• [Reading passage]:
═══

Anonymoussays:July 28, 2010 at 11:23 AM

Right on Eric!!

Moriahsays:July 28, 2010 at 10:24 PM

WOW!!!!
Ranae THANKS for sharing that quote. It is eloquent and poignant. C.S. Lewis writes so beautifully, combining intellect with faith. It is the perfect way to articulate opposition to the hellish and evil rigor Teen Mania puts kids through.

Thanks again for reminding me of one of the great intellectuals of our time, for although I am not a believer, I have great respect for those believers willing to delve into intellect in order to express and defend their faith in language that is profound and deeply expressive.

Candorsays:July 28, 2010 at 10:25 PM

I just keep wondering what Hasz is doing at the cult. It sounds like he really missed his calling with the military.

═══

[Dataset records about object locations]
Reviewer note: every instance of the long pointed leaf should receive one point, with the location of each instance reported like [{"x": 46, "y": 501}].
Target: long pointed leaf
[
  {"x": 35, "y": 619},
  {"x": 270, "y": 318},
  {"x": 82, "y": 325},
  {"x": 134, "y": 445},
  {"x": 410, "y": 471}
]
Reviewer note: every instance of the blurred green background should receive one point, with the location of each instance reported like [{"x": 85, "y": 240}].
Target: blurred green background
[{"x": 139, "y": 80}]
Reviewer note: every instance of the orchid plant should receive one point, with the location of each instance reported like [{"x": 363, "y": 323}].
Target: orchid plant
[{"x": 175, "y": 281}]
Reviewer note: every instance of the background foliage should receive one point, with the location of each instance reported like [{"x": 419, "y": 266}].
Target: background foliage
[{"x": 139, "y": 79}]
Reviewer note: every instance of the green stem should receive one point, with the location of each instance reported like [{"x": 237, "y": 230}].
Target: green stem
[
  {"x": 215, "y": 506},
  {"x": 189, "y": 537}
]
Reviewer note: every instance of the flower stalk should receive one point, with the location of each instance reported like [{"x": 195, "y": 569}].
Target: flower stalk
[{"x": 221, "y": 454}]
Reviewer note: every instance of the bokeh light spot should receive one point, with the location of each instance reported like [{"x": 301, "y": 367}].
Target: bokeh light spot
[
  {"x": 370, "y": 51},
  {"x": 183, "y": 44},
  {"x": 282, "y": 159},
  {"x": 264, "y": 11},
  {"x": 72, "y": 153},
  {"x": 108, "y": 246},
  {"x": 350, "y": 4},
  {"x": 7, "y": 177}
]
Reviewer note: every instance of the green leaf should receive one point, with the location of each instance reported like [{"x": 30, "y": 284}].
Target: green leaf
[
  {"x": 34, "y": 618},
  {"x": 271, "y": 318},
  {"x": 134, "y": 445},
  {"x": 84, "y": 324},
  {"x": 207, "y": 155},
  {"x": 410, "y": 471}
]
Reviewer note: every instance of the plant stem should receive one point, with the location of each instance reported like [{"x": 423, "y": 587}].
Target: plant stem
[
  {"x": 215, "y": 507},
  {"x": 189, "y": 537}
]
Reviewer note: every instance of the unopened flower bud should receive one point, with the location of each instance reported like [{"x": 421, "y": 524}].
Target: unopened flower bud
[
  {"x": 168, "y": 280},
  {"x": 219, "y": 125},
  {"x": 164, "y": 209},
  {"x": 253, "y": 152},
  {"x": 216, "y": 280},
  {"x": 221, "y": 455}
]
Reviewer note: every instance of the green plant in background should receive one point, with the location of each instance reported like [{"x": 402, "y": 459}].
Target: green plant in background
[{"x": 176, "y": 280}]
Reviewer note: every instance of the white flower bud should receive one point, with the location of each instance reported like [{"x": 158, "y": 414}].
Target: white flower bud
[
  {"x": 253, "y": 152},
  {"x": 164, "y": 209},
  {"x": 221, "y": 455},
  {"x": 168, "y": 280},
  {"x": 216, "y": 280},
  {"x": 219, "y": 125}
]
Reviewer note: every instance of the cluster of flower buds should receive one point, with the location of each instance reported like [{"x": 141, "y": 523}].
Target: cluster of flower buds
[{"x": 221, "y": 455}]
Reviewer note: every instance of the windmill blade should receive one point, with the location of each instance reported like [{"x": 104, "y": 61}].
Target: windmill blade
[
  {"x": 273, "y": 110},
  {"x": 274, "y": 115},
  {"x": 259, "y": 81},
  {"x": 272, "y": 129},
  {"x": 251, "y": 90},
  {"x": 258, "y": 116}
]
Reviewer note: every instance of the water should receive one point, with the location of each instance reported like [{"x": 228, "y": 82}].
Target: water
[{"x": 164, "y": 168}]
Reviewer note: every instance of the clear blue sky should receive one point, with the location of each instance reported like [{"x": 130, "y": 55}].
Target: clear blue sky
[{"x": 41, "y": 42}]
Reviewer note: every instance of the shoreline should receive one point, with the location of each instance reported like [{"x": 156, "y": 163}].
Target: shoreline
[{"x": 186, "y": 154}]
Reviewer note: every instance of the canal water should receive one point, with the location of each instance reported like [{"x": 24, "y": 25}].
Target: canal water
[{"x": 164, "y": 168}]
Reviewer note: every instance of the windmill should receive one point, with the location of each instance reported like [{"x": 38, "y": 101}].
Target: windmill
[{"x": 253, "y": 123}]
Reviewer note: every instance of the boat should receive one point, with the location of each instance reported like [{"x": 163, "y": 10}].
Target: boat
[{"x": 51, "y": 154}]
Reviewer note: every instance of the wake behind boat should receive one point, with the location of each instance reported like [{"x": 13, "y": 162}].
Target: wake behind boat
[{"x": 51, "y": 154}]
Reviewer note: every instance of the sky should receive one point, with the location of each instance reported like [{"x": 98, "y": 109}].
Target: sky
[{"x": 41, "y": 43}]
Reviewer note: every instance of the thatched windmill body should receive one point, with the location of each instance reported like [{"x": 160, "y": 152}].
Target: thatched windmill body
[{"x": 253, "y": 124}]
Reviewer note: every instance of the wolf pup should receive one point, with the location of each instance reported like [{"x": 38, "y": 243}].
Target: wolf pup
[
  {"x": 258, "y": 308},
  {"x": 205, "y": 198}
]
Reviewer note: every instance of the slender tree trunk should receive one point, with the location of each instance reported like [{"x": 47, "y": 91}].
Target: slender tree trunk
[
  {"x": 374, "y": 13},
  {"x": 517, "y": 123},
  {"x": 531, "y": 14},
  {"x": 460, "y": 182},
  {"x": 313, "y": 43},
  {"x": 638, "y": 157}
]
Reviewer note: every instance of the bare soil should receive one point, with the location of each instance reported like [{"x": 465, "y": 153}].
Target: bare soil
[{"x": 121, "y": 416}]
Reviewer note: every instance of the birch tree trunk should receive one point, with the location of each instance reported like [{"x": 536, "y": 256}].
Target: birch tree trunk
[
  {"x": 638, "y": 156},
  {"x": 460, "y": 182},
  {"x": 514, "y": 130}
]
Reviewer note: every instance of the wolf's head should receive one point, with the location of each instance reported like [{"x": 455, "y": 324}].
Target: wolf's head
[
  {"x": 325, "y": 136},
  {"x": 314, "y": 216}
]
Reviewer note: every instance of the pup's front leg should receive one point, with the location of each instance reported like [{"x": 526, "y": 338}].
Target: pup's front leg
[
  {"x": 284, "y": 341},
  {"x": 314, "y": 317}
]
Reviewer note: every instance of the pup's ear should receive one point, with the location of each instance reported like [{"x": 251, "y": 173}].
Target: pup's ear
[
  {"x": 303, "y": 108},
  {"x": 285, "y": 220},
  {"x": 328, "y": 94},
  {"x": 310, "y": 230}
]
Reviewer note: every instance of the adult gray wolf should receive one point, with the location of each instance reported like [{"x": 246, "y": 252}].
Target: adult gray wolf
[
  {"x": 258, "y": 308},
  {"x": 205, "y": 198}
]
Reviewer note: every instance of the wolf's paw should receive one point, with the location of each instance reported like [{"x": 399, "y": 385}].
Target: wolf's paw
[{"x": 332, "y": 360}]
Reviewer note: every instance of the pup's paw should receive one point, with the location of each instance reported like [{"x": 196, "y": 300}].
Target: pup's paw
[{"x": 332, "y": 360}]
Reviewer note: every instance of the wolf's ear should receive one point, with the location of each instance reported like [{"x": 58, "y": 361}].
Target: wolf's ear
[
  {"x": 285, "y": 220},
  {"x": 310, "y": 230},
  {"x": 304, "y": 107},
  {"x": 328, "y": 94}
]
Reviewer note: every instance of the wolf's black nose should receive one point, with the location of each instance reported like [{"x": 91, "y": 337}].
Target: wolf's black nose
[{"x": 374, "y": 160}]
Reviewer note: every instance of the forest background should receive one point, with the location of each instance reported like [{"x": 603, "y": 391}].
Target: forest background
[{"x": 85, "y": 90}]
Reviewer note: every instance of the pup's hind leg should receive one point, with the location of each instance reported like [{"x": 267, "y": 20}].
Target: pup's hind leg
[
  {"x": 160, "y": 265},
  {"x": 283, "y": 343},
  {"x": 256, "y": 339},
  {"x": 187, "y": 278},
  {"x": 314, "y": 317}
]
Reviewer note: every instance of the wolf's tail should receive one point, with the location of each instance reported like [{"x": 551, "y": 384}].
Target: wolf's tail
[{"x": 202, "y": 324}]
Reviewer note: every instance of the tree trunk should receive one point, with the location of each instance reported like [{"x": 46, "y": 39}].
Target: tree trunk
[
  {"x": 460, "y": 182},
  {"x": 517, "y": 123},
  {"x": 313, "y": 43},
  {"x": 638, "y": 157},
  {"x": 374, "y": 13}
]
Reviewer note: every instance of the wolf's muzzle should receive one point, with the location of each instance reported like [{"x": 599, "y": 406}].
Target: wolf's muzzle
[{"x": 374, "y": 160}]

═══

• [Brief 1]:
Answer these questions about the comment thread:
(a) Which writer does Moriah say writes so beautifully?
(b) Whom does Moriah thank for sharing the quote?
(c) What does Candor say Hasz missed his calling with?
• [Brief 2]: Rewrite the part of the comment thread starting at "Anonymoussays:July 28, 2010" and ending at "and deeply expressive.", swapping "eloquent" for "moving".

• [Result 1]:
(a) C.S. Lewis
(b) Ranae
(c) The military

• [Result 2]:
Anonymoussays:July 28, 2010 at 11:23 AM

Right on Eric!!

Moriahsays:July 28, 2010 at 10:24 PM

WOW!!!!
Ranae THANKS for sharing that quote. It is moving and poignant. C.S. Lewis writes so beautifully, combining intellect with faith. It is the perfect way to articulate opposition to the hellish and evil rigor Teen Mania puts kids through.

Thanks again for reminding me of one of the great intellectuals of our time, for although I am not a believer, I have great respect for those believers willing to delve into intellect in order to express and defend their faith in language that is profound and deeply expressive.